## [What this exercise asks]
a - Copy word for word the part of the photodynamic therapy passage from "Photodynamics: new materials" to "to cancer research.".
b - Extend the passage on photodynamic therapy, picking up after its final sentence.

Photodynamics: new materials needed
The development of this therapy has been more than 20 years in the making. At the time, Scherz was studying the way that chlorophylls and bacteriochlorophylls converted solar energy into electrical energy but illness in the family made him turn his attention to cancer research.
"In the late 1980s and early 90s the contemporary way of treating cancer - chemotherapy, radiotherapy - had to be changed," he says. "I thought there must be an alternative to these methodologies. I looked at what I could do and the field of photodynamic therapy was quite familiar to me, but I felt there were a lot of wrong things done in this field."
The main problem Scherz identified was that the most commonly used photosensitizer was a chlorophyll-like molecule, which is still the most commonly used type of agent today. Although these types of molecules had some of the necessary properties to carry out successful photodynamic therapy, they contain flaws which make them struggle to do everything that's required of them.
"The problem is that chlorophylls are molecules that have been designed by nature to do everything except be activated by light in the body," he says. "Because otherwise they would not exist - they would be burned by the sunlight and peel everywhere... Nature provided them with relatively small absorption and high oxidation potential so they cannot transfer electrons to oxygen as energy [the energy that creates the chemicals that kill cancer cells].
"The attempt was made to try to intoxicate individual cancer cells, to get something that will accumulate better within the cancer cells than in the normal tissue. The difference between accumulating in the cancer cells and the surrounding tissue was not sufficient to provide selectivity."

## [Recorded data]

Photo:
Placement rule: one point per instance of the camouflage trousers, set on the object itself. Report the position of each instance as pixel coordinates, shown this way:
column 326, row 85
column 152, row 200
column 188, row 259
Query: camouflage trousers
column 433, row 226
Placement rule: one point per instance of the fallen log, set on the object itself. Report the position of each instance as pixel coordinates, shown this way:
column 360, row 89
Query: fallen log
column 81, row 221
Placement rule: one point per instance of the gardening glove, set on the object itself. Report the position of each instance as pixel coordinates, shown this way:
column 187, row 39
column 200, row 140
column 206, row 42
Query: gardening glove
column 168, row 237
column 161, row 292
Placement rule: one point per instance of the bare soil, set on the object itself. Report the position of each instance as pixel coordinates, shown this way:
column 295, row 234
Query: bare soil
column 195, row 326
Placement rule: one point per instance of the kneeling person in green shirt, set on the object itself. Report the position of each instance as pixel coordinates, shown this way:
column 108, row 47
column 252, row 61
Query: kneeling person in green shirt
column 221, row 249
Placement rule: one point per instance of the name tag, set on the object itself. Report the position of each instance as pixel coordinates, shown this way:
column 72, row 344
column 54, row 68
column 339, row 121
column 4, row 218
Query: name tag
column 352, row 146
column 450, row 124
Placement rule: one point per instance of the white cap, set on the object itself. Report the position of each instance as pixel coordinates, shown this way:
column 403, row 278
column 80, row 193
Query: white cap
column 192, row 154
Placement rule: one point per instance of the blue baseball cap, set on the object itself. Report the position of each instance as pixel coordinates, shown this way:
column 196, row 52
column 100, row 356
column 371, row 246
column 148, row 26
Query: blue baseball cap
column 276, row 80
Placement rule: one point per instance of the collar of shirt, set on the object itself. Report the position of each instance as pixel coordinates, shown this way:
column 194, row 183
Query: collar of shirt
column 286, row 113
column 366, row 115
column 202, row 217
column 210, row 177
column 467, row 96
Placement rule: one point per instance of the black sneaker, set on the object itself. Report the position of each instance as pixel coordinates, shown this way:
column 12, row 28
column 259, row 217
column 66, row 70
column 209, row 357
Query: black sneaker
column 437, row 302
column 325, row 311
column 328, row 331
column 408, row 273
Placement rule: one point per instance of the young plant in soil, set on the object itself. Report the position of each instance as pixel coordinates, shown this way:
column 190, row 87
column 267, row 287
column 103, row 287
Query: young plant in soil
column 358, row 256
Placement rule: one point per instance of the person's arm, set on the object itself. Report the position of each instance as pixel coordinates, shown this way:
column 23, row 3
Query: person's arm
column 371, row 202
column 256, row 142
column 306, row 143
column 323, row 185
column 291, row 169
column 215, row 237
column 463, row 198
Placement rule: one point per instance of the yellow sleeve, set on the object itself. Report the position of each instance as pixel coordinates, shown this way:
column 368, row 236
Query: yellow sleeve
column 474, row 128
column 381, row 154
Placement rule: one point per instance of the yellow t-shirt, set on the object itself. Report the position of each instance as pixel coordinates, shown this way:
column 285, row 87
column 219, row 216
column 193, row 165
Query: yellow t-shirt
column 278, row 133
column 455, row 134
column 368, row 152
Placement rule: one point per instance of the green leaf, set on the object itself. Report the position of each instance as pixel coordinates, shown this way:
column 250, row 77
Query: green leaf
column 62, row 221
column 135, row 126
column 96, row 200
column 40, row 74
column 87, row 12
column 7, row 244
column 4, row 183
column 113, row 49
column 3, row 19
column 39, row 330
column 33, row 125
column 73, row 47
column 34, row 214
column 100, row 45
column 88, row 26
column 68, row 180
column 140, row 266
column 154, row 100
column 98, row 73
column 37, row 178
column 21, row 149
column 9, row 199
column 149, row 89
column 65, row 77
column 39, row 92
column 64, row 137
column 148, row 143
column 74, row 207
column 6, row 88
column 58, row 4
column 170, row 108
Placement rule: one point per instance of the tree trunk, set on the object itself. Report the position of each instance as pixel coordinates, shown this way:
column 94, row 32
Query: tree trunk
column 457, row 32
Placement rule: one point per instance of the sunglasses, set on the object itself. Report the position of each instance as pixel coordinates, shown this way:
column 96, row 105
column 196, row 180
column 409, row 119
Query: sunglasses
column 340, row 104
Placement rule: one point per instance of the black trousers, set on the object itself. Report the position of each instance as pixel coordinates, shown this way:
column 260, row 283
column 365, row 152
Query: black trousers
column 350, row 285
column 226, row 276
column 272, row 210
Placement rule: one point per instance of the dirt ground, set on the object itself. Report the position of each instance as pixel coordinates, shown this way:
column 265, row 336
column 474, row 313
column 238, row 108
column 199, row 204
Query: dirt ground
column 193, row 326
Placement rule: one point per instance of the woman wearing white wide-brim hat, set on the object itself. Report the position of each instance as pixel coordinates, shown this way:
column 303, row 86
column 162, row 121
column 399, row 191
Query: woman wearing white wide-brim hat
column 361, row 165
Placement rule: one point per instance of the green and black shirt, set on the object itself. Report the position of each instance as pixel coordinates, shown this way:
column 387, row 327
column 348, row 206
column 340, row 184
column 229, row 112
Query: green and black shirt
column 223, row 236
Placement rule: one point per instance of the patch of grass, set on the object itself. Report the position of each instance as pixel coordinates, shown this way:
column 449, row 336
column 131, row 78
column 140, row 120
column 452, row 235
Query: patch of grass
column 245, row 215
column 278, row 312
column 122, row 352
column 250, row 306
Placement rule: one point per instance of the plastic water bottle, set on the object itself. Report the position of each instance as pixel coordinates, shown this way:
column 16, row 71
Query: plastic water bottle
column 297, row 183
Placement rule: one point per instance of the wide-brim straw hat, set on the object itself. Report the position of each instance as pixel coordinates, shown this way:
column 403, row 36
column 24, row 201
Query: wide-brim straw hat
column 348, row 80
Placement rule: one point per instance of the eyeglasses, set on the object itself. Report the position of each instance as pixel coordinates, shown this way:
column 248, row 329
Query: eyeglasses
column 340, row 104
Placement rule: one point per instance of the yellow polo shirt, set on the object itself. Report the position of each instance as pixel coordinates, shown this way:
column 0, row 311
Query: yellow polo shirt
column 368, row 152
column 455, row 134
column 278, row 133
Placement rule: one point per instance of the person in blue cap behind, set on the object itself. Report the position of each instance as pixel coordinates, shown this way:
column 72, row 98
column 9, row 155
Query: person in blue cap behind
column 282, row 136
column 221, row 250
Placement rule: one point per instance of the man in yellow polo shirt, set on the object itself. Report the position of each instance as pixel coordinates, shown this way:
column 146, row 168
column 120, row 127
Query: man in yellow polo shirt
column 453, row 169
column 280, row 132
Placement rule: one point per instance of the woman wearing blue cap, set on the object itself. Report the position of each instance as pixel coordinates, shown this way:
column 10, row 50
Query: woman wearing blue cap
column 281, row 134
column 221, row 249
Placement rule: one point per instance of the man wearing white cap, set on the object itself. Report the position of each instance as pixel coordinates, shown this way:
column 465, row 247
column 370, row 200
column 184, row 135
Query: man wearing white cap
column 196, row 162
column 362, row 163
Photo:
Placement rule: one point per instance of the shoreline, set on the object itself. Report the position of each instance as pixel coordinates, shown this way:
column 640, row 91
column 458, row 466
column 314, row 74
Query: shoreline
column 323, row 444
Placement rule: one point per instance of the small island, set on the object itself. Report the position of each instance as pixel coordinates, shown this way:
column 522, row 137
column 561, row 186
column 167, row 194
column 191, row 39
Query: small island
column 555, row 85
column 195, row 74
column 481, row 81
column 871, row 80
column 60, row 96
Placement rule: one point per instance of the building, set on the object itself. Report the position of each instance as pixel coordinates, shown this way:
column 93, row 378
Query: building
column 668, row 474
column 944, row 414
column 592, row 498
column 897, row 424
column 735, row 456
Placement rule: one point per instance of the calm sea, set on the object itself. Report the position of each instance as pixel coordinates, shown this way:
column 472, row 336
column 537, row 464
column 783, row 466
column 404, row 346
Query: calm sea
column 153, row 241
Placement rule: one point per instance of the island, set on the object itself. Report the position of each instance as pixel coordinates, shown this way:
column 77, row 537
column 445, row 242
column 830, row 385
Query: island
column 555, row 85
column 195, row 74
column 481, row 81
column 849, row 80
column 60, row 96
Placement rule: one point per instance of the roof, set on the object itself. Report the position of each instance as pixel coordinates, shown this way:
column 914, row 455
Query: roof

## [Replies]
a -
Photodynamics: new materials needed
The development of this therapy has been more than 20 years in the making. At the time, Scherz was studying the way that chlorophylls and bacteriochlorophylls converted solar energy into electrical energy but illness in the family made him turn his attention to cancer research.

b -
Replicating natural processes in cancer battle
The Tookad team decided to use bacteriochlorophylls instead. They had similar qualities but much greater ability to absorb sunlight and they also performed well when crossed with light in the 750-820 nanometre range, the most potent at penetrating human tissue. Now with a more suitable photosensitizer the team would try to overcome the problem of selectivity by mimicking mechanisms seen in the natural world, where distressed plants create oxygen radicals that help to shed malfunctioning organs, the tumour in this case being the equivalent of that organ.
"Sometimes you see there are white spots on the leaves of plants and shortly afterwards these leaves are shed - you think it's because of the bugs that feed on the leaves and kill them," Scherz explains. "It's the other way around actually. The plants sacrifice these leaves in order to survive. We've seen this phenomenon in humans and animals in the case of [the onset of] sepsis, which is followed by the collapse of an intestine or of a lung. The mechanism of this process is the pulse generation of oxygen and nitric oxide radicals [the same ones that help destroy tumour cells]. With animals it's in the circulation due to the activation of white blood cells, in plants it's for other reasons but well-localised in the leaf that is malfunctioning."
Moving the bacteriochlorophylls from the plant to the animal milieu made them unstable and meant that their chemical composition needed tweaking. It took 200 different molecule combinations to finally get a drug that has worked so well in trials. Tookad Soluble is now set to undergo another series of trials in partnership with the Memorial Sloan Kettering Hospital in New York that will combine the treatment with immune modulation therapy. The hope is that this can improve the effectiveness of the treatment or even help the body develop immunity to tumours.
"When we combine this approach with immune modulation, we should be able to treat a more advanced form of prostate cancer as well as oesophageal cancer, breast cancer and others."